'''
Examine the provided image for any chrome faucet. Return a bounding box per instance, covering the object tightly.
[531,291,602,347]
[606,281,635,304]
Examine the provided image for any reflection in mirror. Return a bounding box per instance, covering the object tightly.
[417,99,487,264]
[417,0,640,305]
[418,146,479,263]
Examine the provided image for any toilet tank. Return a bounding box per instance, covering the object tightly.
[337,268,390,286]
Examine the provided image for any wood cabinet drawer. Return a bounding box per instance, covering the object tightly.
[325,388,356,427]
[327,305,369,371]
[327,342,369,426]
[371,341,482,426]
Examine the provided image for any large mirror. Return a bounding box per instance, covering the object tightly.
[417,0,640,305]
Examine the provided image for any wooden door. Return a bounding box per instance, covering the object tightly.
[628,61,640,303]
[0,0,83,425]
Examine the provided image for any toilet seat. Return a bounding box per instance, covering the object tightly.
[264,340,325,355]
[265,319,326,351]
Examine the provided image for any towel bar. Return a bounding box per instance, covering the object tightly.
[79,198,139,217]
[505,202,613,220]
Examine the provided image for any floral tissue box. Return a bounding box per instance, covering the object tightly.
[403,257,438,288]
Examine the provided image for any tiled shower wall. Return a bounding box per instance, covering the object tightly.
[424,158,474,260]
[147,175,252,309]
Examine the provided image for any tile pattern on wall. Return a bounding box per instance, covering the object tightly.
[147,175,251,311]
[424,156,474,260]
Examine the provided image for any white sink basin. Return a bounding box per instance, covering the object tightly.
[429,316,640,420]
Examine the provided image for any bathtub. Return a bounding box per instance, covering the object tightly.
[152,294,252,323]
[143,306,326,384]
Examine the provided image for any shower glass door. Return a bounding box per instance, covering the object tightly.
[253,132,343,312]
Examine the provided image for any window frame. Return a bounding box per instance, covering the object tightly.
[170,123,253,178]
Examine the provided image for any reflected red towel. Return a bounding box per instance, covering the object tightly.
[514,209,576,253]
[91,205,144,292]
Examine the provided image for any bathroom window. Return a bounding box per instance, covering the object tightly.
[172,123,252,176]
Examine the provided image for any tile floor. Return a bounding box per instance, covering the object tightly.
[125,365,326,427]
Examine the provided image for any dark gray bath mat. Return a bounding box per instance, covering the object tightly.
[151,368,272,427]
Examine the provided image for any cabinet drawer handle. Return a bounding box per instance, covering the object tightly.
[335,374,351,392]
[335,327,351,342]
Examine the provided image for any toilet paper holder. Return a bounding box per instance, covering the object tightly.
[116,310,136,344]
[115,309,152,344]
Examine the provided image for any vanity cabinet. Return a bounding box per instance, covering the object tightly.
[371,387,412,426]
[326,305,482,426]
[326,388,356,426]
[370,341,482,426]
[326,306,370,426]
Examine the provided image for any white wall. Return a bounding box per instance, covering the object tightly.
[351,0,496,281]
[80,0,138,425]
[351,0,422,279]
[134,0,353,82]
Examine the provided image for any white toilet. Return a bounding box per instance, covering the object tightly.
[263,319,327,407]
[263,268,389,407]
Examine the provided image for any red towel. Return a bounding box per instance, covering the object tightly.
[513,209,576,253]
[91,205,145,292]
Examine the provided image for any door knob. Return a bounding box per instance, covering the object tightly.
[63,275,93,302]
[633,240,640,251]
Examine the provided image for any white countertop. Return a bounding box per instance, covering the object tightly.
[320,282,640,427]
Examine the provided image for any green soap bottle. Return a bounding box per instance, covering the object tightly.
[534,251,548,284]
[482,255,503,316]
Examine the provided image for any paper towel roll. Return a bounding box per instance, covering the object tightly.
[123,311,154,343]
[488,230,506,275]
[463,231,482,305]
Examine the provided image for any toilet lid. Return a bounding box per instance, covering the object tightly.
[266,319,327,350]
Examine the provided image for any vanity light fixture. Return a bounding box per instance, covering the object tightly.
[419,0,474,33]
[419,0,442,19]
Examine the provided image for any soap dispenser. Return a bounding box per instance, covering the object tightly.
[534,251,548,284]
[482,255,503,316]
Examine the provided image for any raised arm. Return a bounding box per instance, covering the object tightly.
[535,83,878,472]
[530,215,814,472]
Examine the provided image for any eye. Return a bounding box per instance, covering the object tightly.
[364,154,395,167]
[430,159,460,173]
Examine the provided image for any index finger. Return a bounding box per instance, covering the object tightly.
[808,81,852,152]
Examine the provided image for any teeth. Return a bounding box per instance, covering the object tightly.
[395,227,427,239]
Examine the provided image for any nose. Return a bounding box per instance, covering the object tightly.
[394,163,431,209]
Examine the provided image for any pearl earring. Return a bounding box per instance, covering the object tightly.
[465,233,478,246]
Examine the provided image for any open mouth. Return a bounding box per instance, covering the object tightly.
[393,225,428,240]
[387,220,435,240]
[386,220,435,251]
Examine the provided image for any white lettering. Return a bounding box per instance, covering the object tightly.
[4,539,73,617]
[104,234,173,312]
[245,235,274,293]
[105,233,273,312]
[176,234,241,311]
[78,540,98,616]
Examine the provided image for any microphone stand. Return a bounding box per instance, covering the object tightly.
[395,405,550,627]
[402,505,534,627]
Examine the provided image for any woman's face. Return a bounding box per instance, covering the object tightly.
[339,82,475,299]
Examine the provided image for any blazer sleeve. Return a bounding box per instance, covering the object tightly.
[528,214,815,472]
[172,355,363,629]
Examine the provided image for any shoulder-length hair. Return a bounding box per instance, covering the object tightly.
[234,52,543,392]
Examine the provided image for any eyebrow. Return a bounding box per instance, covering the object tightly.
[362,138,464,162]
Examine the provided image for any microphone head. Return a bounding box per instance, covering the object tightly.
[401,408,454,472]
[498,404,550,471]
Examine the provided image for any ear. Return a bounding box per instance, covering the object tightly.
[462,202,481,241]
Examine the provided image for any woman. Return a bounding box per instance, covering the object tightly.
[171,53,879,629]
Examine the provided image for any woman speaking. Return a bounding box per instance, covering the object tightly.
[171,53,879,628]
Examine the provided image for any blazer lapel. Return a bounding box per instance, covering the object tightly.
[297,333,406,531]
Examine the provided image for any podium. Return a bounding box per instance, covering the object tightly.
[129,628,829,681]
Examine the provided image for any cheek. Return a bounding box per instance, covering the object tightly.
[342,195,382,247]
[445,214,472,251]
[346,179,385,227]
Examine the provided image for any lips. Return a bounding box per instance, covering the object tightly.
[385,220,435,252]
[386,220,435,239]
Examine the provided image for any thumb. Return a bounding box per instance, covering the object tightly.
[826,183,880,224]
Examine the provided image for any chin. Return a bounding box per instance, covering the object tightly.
'''
▶ **What to work on**:
The full listing above is to be given again exactly.

▶ **Exercise result**:
Examine the provided image for any chrome faucet. Return a bounding box per instance, covering the object tightly.
[531,291,602,347]
[606,281,635,304]
Examine the provided image for any reflection in mirror. Return a bounding box per instance, covering the object tightly.
[417,99,487,264]
[417,0,640,305]
[418,146,479,263]
Examine the provided image for any toilet tank. Return a bounding box per instance, covering the object tightly.
[337,268,390,286]
Examine the provided image for any wood cabinet drawer. Return a bounding box per instance, covering the object tightly.
[325,388,356,427]
[327,305,369,371]
[327,342,369,426]
[371,341,482,426]
Examine the provided image for any large mirror. Return a bounding box per instance, covering the object tightly.
[417,0,640,305]
Examine the provided image for any wooden door. Return a bounding box per instance, covering the object tightly.
[628,61,640,303]
[0,0,83,425]
Examine the provided image for any toilet seat. Return a bounding box per instance, covering the object tightly.
[264,340,325,355]
[265,319,326,351]
Examine the provided image for any towel bar. Return a bounding box per instance, covering the object tightly.
[79,198,139,217]
[505,202,613,220]
Examine the provided image for any floral tissue box. Return a bounding box per instance, covering the object tightly.
[403,257,438,288]
Examine the provided image for any tiled shower wall. Return a bounding box per instance, covering the object tightly.
[424,158,474,260]
[147,175,252,309]
Examine the provided image for any tile pattern on wall. Return a bounding box per instance, covering the object tightly.
[147,175,251,311]
[424,156,474,260]
Examine the provided image for any white sink basin. Return a bounding box per instance, covering the object tightly.
[429,316,640,420]
Examine the provided image for any bathtub. Return a bounding box per instance, covering the object tightly.
[152,294,252,323]
[143,306,326,384]
Examine the provided image for any shower glass door. Return a bounding box per instance, covering the object tightly.
[253,132,343,312]
Examine the provided image for any window frame. Return a bounding box per instance, covering the object tightly.
[170,123,253,178]
Examine the provided image for any reflected red towel. Return a bounding box per instance, covering the object tightly.
[514,209,576,253]
[91,205,144,292]
Examine the provided image for any bathroom window. Return a bounding box per instance, covering the object tightly.
[172,123,252,176]
Examine the provided image for any tile floor. Return a bounding box per instance, covering the object tightly.
[125,365,326,427]
Examine the provided image for any dark gray bath mat. Return a bounding box per instance, covering the object tightly.
[151,368,272,427]
Examine the provided image for any cabinet drawer handle. Return a bounding box per instance, covering the object tightly.
[335,374,351,392]
[335,327,351,342]
Examine the provided image for any toilet paper holder. Return a bounding box per instance, covering the object tightly.
[116,310,136,344]
[115,309,152,344]
Examine the provided image for any vanity cabinet. Return a bounding box per instance, covering the object tightly.
[371,387,412,426]
[326,305,482,426]
[326,388,356,426]
[370,341,482,426]
[326,306,370,426]
Examine the provided image for any white wall. Return a bounding box per instance, covering the object tightly.
[351,0,496,281]
[80,0,138,425]
[351,0,422,279]
[134,0,353,82]
Examine the provided image for any white toilet. Return a bounding box per instance, covering the object tightly.
[263,319,327,407]
[263,268,389,407]
Examine the provided image for any red towel. Return a bounding box per instance, covering the object tightly.
[513,209,576,253]
[91,205,145,292]
Examine the provided image for any door knob. Return a bounding box per instance, covering the object tightly.
[63,275,93,302]
[633,240,640,251]
Examine the provided image for any white countertop. Return a bounding box per instance, covering the object tightly.
[320,282,640,427]
Examine the provided image for any green soap bottle. Return a bounding box per instance, covering the object tightly.
[534,251,548,284]
[482,255,503,316]
Examine the provided image for any paper towel roll. Return a bounding box per instance, covering the object tightly.
[123,311,154,343]
[488,230,506,275]
[463,231,482,305]
Examine the provided image for any toilet lid. Return a bounding box per instance, covering the object tightly.
[266,319,327,350]
Examine the provided image for any vanity light fixture. Return a bounding box per instance, covering the object tightly.
[419,0,474,33]
[419,0,442,19]
Examine the provided image for any soap dispenser. Return a bounding box per instance, covering the object tightly.
[534,251,548,284]
[482,255,503,316]
Examine the provided image for any raised arm. Return a bounding box per instance, covering the object tightly.
[535,83,878,472]
[530,215,814,472]
Examine the provided image for any eye. Return a bounding box per instance, covering the object tightly.
[364,154,395,167]
[430,159,460,173]
Examine the provided image for any index finger. Return a bounding box per instance, covering the object tightly.
[808,81,852,152]
Examine the provided image for any teeth. Return a bounding box per instance, covering the object tightly.
[395,227,427,239]
Examine the provided image for any nose. Return a bounding box per instance, covering the object tightly.
[394,163,431,209]
Examine the provided image for any pearl earring. Return a bounding box per instance, covering the object tightly.
[465,233,478,246]
Examine the provided image for any open mouth. Return a bounding box per instance, covering the object tightly.
[393,225,428,240]
[387,220,435,240]
[386,220,435,251]
Examine the provided image for any white lettering. Return a bounding box per instance, covering the object tightly.
[4,539,73,617]
[104,234,173,312]
[245,235,274,293]
[105,233,273,312]
[176,234,241,311]
[78,540,98,616]
Examine the provided image for any microphone stand. Return a bounding box per instance, covering the object tightly.
[395,405,550,627]
[402,505,534,627]
Examine the provided image for any woman's face. Return a bounding box per instance, covering the object tightly.
[339,82,475,299]
Examine the provided image for any blazer sleeve. Return a bounding box per instance, covering the object tightly.
[528,214,815,472]
[172,355,363,629]
Examine the provided image for any shoulder-length hair. Return a bounding box per instance, covering the object tightly.
[234,52,543,392]
Examine the provided image for any eyebrow. Return a bounding box per instance, covering the object tightly.
[362,138,464,162]
Examine the provided image for any microphone head. Return a bounding box per instance, covering the object tightly.
[401,408,454,472]
[498,404,550,471]
Examine the provided image for any ear. Return a bounding box per instance, covering the object tightly.
[462,202,481,241]
Examine the provided image for any woman. Return a bounding box per instance, covering the object tightly.
[171,53,879,629]
Examine the provided image for any woman speaking. Return a bounding box per instance, covering the object tightly.
[171,53,879,628]
Examine the provided image for any blazer lapel. Return a bounding box per instance, covering the object tightly.
[297,333,406,531]
Examine the provided image for any podium. Return a bounding box per instance, covering the object tightly.
[129,628,829,681]
Examine the provided image for any cheek. Return a bounding box per instance, covering the object tightly.
[342,195,382,247]
[445,214,472,251]
[346,179,385,227]
Examine the provided image for any lips. Return a bounding box per instance, covering the object tightly.
[385,220,435,252]
[386,220,435,239]
Examine the provided image for any thumb. Return a bounding box per instance, covering the object tightly.
[826,183,880,224]
Examine the provided image for any chin. Return a bounding box per instance, covering the object tightly.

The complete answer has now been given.